> [Supplied information]

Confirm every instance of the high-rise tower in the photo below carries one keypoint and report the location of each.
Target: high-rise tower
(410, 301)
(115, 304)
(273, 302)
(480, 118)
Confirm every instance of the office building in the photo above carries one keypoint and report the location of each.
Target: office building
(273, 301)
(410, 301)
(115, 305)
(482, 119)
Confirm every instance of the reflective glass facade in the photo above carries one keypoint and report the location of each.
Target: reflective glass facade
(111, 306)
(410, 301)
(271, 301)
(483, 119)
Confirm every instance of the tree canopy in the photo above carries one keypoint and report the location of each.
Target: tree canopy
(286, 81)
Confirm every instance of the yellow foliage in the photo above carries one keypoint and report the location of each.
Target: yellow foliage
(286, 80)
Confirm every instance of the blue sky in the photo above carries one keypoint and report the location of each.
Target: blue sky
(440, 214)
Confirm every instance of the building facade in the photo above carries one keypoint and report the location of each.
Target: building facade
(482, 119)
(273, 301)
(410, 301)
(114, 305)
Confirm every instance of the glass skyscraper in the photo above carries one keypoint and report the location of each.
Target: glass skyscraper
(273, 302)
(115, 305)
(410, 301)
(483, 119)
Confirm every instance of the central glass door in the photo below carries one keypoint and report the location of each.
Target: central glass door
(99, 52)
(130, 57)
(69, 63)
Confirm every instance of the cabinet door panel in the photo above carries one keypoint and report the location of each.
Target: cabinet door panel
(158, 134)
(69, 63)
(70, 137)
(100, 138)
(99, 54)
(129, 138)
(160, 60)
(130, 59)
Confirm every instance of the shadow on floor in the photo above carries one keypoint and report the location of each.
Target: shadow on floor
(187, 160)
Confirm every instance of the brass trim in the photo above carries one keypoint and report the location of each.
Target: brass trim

> [Problem] How many of the lines above hold "brass"? Answer with only the number.

> [Response box] 2